## Quoted text
********
Azucena is 90% of what I love about Trovatore. Leonora and Manrico are boring in comparison


----------



## BalalaikaBoy (Sep 25, 2014)

THIS is Azucena!


----------



## Sieglinde (Oct 25, 2009)

BalalaikaBoy said:


> Azucena is 90% of what I love about Trovatore. Leonora and Manrico are boring in comparison


Also Leonora needs glasses, I mean, come on. Who would pick a whiny tenor over a hot baritone?


----------



## The Conte (May 31, 2015)

Sieglinde said:


> Also Leonora needs glasses, I mean, come on. Who would pick a whiny tenor over a hot baritone?


A whiny tenor like this?









Can't think what she sees in him... :angel:

N.


----------



## Sieglinde (Oct 25, 2009)

The Conte said:


> A whiny tenor like this?
> 
> View attachment 122745
> 
> ...


He gets a pass  But when you have a tenor who can barely sing the role and looks like an Oblivion NPC, vs. a baritone who has perfect legato and looks Very Nice...


----------



## Woodduck (Mar 17, 2014)

Sieglinde said:


> a baritone who has perfect legato


When did the last one of _those_ retire? 1945?


----------



## BalalaikaBoy (Sep 25, 2014)

Woodduck said:


> When did the last one of _those_ retire? 1945?


You may like the Ukrainian baritone Mykola Kondratyuk. He retired far later than that (I realize you were joking, but all the same, he seems up your alley). Peter Glossop comes to mind immediately as another shining example.


----------
********
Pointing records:
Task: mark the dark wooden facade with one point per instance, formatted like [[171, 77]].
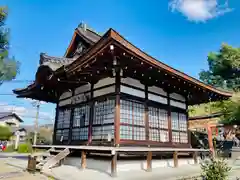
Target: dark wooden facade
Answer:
[[116, 95]]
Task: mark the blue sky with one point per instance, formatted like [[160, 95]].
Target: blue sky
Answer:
[[179, 32]]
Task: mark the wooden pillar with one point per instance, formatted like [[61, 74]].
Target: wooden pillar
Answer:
[[195, 157], [55, 125], [175, 159], [189, 133], [169, 118], [146, 116], [210, 142], [117, 110], [91, 104], [149, 161], [71, 121], [114, 164], [83, 159]]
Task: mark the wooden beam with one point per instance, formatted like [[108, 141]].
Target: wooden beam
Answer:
[[169, 118], [91, 115], [195, 157], [83, 159], [175, 159], [149, 161], [146, 119], [71, 121], [117, 111], [114, 165], [55, 124]]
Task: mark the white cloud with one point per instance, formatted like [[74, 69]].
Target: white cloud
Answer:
[[200, 10]]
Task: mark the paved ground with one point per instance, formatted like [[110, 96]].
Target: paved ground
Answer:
[[13, 173], [73, 173]]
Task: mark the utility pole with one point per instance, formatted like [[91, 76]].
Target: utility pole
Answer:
[[37, 104]]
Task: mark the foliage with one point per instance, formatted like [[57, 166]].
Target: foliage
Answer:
[[231, 110], [223, 73], [24, 148], [224, 68], [9, 67], [44, 136], [9, 148], [5, 133], [215, 169]]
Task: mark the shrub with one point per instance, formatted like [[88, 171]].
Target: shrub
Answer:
[[215, 169], [24, 148]]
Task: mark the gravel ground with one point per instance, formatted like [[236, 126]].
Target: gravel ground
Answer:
[[13, 173]]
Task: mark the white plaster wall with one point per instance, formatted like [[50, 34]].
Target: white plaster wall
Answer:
[[80, 98], [65, 102], [66, 95], [178, 104], [177, 97], [104, 82], [83, 89], [104, 91], [133, 82], [157, 98], [157, 90], [131, 91]]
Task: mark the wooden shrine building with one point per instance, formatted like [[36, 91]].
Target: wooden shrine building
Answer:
[[108, 92]]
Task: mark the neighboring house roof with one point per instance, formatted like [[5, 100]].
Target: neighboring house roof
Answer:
[[9, 114]]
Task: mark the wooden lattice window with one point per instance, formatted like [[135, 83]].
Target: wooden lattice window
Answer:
[[104, 113], [63, 119], [132, 120], [80, 133], [179, 127], [158, 124], [81, 116]]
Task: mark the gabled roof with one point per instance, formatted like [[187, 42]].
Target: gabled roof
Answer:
[[99, 44], [112, 37], [86, 34], [9, 114], [44, 58]]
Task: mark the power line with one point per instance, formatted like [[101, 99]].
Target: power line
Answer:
[[19, 81], [42, 118]]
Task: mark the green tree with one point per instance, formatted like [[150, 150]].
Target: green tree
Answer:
[[5, 133], [224, 73], [224, 68], [9, 67]]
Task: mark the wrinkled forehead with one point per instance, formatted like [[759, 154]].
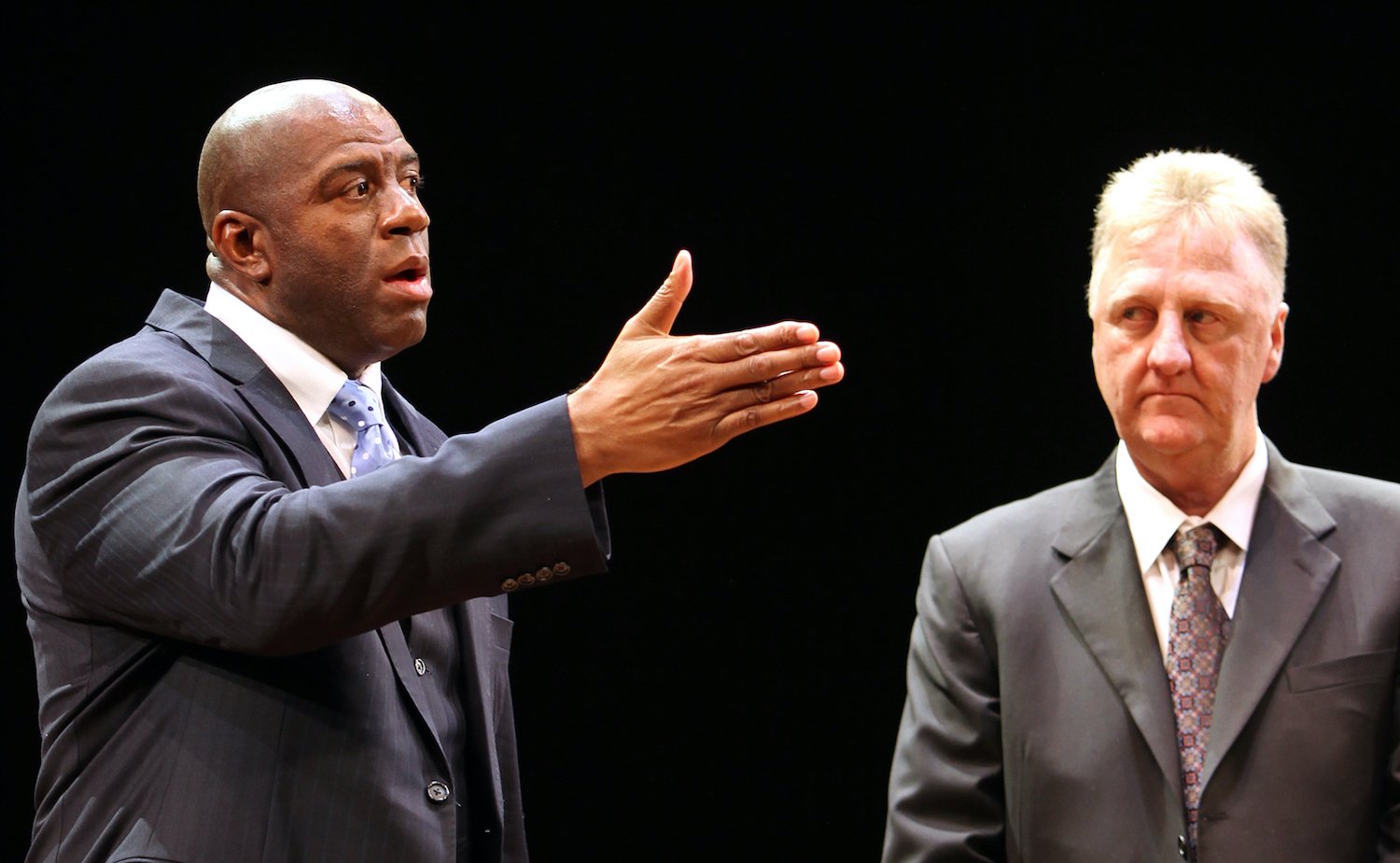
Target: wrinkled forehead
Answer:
[[1200, 248]]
********
## Work required
Copy out the Trovatore thread word for word, from start to finish.

## Worked solution
Azucena is 90% of what I love about Trovatore. Leonora and Manrico are boring in comparison


----------



## BalalaikaBoy (Sep 25, 2014)

THIS is Azucena!


----------



## Sieglinde (Oct 25, 2009)

BalalaikaBoy said:


> Azucena is 90% of what I love about Trovatore. Leonora and Manrico are boring in comparison


Also Leonora needs glasses, I mean, come on. Who would pick a whiny tenor over a hot baritone?


----------



## The Conte (May 31, 2015)

Sieglinde said:


> Also Leonora needs glasses, I mean, come on. Who would pick a whiny tenor over a hot baritone?


A whiny tenor like this?









Can't think what she sees in him... :angel:

N.


----------



## Sieglinde (Oct 25, 2009)

The Conte said:


> A whiny tenor like this?
> 
> View attachment 122745
> 
> ...


He gets a pass  But when you have a tenor who can barely sing the role and looks like an Oblivion NPC, vs. a baritone who has perfect legato and looks Very Nice...


----------



## Woodduck (Mar 17, 2014)

Sieglinde said:


> a baritone who has perfect legato


When did the last one of _those_ retire? 1945?


----------



## BalalaikaBoy (Sep 25, 2014)

Woodduck said:


> When did the last one of _those_ retire? 1945?


You may like the Ukrainian baritone Mykola Kondratyuk. He retired far later than that (I realize you were joking, but all the same, he seems up your alley). Peter Glossop comes to mind immediately as another shining example.


----------